Fragmento seleccionado
-=-=-=-=-
Como es de sobras conocido, nos encontramos actualmente a las puertas de una reforma laboral largamente demandada por multitud de agentes e instancias (entre las que destacan las agencias de calificación, las principales instituciones económicas o ese ente conocido como Europa) y, lo que es más importante, por la muy deteriorada realidad del mercado de trabajo español (difícilmente superable en sus registros negativos en términos de segmentación y, muy especialmente, de incidencia del desempleo).
En general, se da un amplio consenso por parte de investigadores y analistas en cuanto al diagnóstico de la situación del mercado de trabajo español y las recetas a aplicar para su mejoría futura. En esencia, se trata de que buena parte del origen del mal funcionamiento del mercado laboral esta relacionado con su regulación institucional y, en particular, con las características del sistema de contratación y la negociación colectiva. Así, por una parte, deberían igualarse los costes de rescisión de los contratos temporales e indefinidos, en tanto que es la diferencia que se da entre ambos la que determinaría en buena medida nuestra elevada tasa de temporalidad, con los conocidos efectos perniciosos que de ella se derivan en términos de desigualdad o de crecimiento de la productividad. Por otra parte, deberían introducirse modificaciones en la negociación colectiva que facilitaran el recurso por parte de las empresas españolas a la flexibilidad externa (ajuste de salarios y de horas de trabajo), en detrimento de la opción por la que se decantan mayoritariamente en la práctica, la flexibilidad interna (ajuste en el número de trabajadores, preferentemente temporales).
Como no podía ser de otro modo, las diferentes reformas laborales adoptadas en las últimas décadas en nuestro país han adoptado sistemáticamente medidas en estos ámbitos. La última reforma laboral, dividida en los episodios de 2010 y 2011, es un claro ejemplo en este sentido, en tanto que la misma incluía modificaciones tanto en la contratación (extendiendo la aplicación del contrato indefinido de fomento del empleo, el cual conlleva una indemnización de 33 días por año trabajado) como en la estructura de la negociación colectiva (facilitando la aplicación de las cláusulas de descuelgue de los convenios sectoriales y la concurrencia de los convenios de empresa con los convenios sectoriales –para más detalles, véase esta entrada previa en el blog-). Sin embargo, un aspecto destacable que caracteriza a todas las reformas laborales acometidas hasta el momento ha sido su timidez en comparación con las recomendaciones que surgen de la academia, las cuales toman la forma de un contrato único con indemnizaciones crecientes con la antigüedad y una descentralización intensa de la negociación colectiva (pudiéndo lograrse la consiguiente prevalencia generalizada de los convenios de empresa a través de diversas formas, entre ellas la eliminación de la eficacia general automática de los convenios de sector).
-=-=-=-=-
Extractos de datos de señalamiento
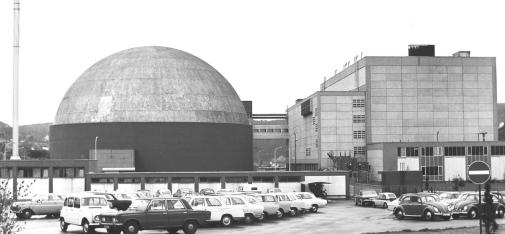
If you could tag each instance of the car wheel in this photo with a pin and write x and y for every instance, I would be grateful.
(428, 215)
(399, 214)
(473, 214)
(279, 214)
(63, 225)
(248, 218)
(501, 212)
(226, 220)
(86, 228)
(294, 212)
(27, 214)
(131, 228)
(190, 227)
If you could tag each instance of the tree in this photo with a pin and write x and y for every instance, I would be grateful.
(8, 222)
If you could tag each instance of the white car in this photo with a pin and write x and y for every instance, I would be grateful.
(219, 212)
(83, 210)
(314, 201)
(251, 211)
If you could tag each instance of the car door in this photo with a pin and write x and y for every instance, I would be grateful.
(156, 215)
(177, 213)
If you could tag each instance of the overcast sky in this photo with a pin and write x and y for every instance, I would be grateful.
(272, 52)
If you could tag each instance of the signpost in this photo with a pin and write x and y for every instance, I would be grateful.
(479, 173)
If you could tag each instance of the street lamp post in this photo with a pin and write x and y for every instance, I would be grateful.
(275, 156)
(96, 139)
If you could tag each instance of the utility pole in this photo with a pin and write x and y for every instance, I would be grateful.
(15, 83)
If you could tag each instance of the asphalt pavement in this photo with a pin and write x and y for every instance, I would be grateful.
(338, 217)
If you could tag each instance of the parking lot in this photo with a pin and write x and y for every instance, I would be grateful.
(337, 217)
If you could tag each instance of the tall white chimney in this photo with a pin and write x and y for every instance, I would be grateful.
(15, 91)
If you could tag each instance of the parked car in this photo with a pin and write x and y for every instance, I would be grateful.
(83, 210)
(449, 197)
(316, 202)
(225, 215)
(207, 191)
(40, 204)
(468, 205)
(426, 206)
(114, 201)
(171, 214)
(383, 199)
(284, 204)
(251, 211)
(365, 197)
(269, 203)
(183, 192)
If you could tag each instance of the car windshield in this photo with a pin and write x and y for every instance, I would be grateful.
(448, 196)
(369, 193)
(268, 198)
(93, 201)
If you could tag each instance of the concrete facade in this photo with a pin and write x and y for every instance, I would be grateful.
(404, 99)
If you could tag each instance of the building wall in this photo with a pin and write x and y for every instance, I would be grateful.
(413, 98)
(161, 146)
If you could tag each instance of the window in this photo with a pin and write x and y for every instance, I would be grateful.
(498, 150)
(454, 151)
(197, 202)
(358, 134)
(358, 118)
(358, 103)
(427, 151)
(412, 151)
(432, 170)
(359, 150)
(157, 205)
(477, 150)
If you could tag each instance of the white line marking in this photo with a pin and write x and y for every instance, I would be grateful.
(482, 172)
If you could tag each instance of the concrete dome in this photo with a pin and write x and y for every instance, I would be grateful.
(151, 84)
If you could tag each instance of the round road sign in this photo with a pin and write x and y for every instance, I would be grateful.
(479, 172)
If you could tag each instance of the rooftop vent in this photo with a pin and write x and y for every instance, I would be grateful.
(461, 54)
(422, 50)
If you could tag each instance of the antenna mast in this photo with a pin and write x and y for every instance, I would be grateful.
(15, 92)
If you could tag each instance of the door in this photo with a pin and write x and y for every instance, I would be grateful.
(176, 213)
(156, 215)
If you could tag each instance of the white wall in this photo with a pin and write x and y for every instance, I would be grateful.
(68, 185)
(455, 167)
(336, 186)
(408, 164)
(498, 167)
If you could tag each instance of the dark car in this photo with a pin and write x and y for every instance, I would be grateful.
(171, 214)
(426, 206)
(115, 203)
(468, 205)
(365, 197)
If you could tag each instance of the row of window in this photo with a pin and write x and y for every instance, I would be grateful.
(358, 118)
(277, 130)
(37, 172)
(358, 134)
(444, 151)
(358, 103)
(190, 180)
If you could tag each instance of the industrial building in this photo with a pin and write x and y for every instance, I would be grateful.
(153, 109)
(420, 101)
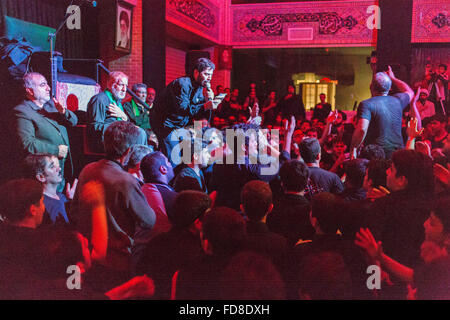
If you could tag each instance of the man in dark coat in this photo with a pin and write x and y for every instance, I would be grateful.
(40, 122)
(180, 102)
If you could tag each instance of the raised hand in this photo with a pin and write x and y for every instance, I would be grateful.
(332, 117)
(390, 73)
(93, 194)
(366, 241)
(411, 129)
(115, 111)
(70, 191)
(417, 95)
(62, 151)
(375, 193)
(61, 109)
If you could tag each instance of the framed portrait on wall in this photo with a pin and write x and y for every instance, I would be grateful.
(124, 23)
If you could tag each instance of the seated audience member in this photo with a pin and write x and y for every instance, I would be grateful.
(34, 260)
(190, 176)
(127, 207)
(430, 279)
(106, 108)
(157, 171)
(251, 276)
(223, 236)
(320, 179)
(290, 214)
(137, 153)
(40, 124)
(375, 179)
(397, 218)
(325, 214)
(135, 111)
(45, 168)
(180, 246)
(256, 203)
(355, 171)
(228, 179)
(335, 162)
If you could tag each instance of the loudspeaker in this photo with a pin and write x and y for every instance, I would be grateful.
(191, 58)
(394, 37)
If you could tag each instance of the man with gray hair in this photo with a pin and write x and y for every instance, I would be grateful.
(135, 111)
(106, 108)
(40, 122)
(380, 117)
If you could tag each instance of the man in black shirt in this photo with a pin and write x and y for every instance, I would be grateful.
(322, 109)
(380, 117)
(182, 100)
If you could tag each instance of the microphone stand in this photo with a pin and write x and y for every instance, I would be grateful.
(52, 39)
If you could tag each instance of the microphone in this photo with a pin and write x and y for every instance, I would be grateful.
(208, 87)
(91, 2)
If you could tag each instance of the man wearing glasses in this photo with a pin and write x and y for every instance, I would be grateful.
(106, 108)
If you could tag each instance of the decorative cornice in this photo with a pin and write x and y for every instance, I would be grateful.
(329, 22)
(196, 11)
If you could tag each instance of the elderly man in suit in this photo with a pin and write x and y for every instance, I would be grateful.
(40, 122)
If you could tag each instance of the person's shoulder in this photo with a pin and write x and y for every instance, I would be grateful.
(100, 97)
(24, 107)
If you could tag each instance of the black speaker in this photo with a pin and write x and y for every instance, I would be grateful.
(191, 58)
(394, 37)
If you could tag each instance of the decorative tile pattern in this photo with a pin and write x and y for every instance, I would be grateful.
(431, 21)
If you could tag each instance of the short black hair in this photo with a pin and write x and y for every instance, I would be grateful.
(225, 229)
(376, 171)
(309, 149)
(118, 137)
(294, 175)
(150, 165)
(256, 198)
(188, 206)
(325, 208)
(34, 164)
(137, 153)
(372, 151)
(417, 168)
(356, 170)
(17, 196)
(203, 63)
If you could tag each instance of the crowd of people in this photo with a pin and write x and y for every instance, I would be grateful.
(328, 199)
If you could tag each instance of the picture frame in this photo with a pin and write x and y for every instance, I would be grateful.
(123, 27)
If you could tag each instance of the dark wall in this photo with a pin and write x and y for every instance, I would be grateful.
(154, 43)
(394, 37)
(71, 43)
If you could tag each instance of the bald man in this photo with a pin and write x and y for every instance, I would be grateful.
(380, 117)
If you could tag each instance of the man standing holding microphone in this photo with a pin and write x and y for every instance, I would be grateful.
(181, 101)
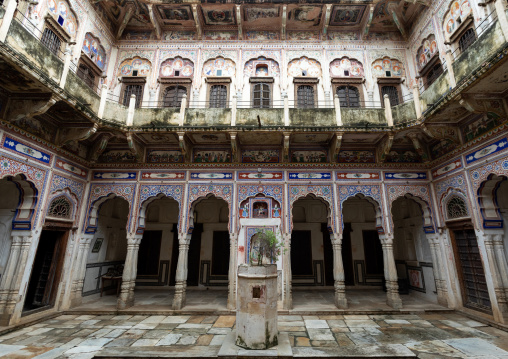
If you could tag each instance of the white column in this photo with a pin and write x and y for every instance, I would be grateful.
(338, 114)
(81, 259)
(102, 104)
(338, 272)
(233, 267)
(181, 271)
(416, 99)
(495, 276)
(10, 8)
(437, 267)
(286, 263)
(388, 111)
(392, 286)
(451, 73)
(126, 298)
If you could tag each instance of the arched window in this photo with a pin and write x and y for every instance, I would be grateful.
(52, 41)
(218, 96)
(305, 96)
(132, 90)
(467, 40)
(173, 96)
(349, 96)
(261, 95)
(393, 94)
(456, 208)
(60, 208)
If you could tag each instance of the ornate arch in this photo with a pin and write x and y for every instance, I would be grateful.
(151, 193)
(198, 192)
(371, 193)
(421, 195)
(487, 200)
(320, 192)
(100, 193)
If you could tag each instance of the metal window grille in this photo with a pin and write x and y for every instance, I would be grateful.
(305, 96)
(218, 96)
(434, 73)
(261, 96)
(173, 96)
(393, 94)
(467, 40)
(349, 96)
(86, 74)
(132, 90)
(51, 41)
(456, 208)
(60, 208)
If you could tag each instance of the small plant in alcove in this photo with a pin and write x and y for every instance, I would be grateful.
(265, 245)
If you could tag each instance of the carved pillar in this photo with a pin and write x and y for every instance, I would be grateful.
(14, 273)
(338, 272)
(501, 260)
(286, 266)
(392, 286)
(442, 292)
(126, 298)
(495, 275)
(181, 271)
(79, 278)
(7, 279)
(233, 266)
-=-=-=-=-
Objetivo planteado A
Según el texto sobre la reforma laboral, ¿qué indemnización conlleva el contrato indefinido de fomento del empleo?
Objetivo planteado B
Por favor, prolonga el texto sobre la reforma laboral a partir de su última frase.
Los registros no tienen relación con el texto sobre la reforma laboral.

Respuesta escrita A
Una indemnización de 33 días por año trabajado.

Respuesta escrita B
¿Qué es lo que explica que estas recomendaciones, avaladas por buena parte de los más reputados investigadores en economía laboral de nuestro país y por las principales instituciones económicas nacionales e internacionales, no se hayan llevado a la práctica hasta el momento? Desde mi punto de mi vista, en esta circunstancia influyen muy posiblemente dos factores. El primero tiene que ver con el hecho de que existen importantes efectos adversos asociados a su aplicación que serían difícilmente evitables. Entre ellos, uno de los más destacados consiste en que la generalización de los convenios de empresa, si se hiciera sobre la base de eliminar el soporte de los convenios de sector, plausiblemente daría lugar en la práctica a una depauperación de una parte significativa de los salarios y, en consecuencia, a un incremento muy significativo de la desigualdad salarial. Esto es así en la medida en que en un nuevo marco de determinación de los salarios donde la negociación salarial se desarrollara esencialmente a nivel de empresa el único suelo salarial de referencia sería el Salario Mínimo Interprofesional (establecido en niveles muy reducidos) y el poder de negociación estaría en muchos casos decantado a favor de las empresas (considerando aspectos como las características del tejido productivo español, con una fuerte presencia de empresas pequeñas, y los elevados niveles de desempleo existentes). El segundo está relacionado con la incertidumbre, ya que a pesar de que existe cada vez más evidencia teórica que muestra los efectos beneficiosos derivados de aplicar estas recomendaciones, se dispone en general de muy poca evidencia empírica que confirme tanto las bondades de su aplicación como la ausencia de efectos adversos inesperados (los cuales, en palabras de Luis Toharia, constituyen en muchos casos los principales efectos de las reformas laborales). Esta circunstancia se da de forma muy singular en lo que respecta al contrato único.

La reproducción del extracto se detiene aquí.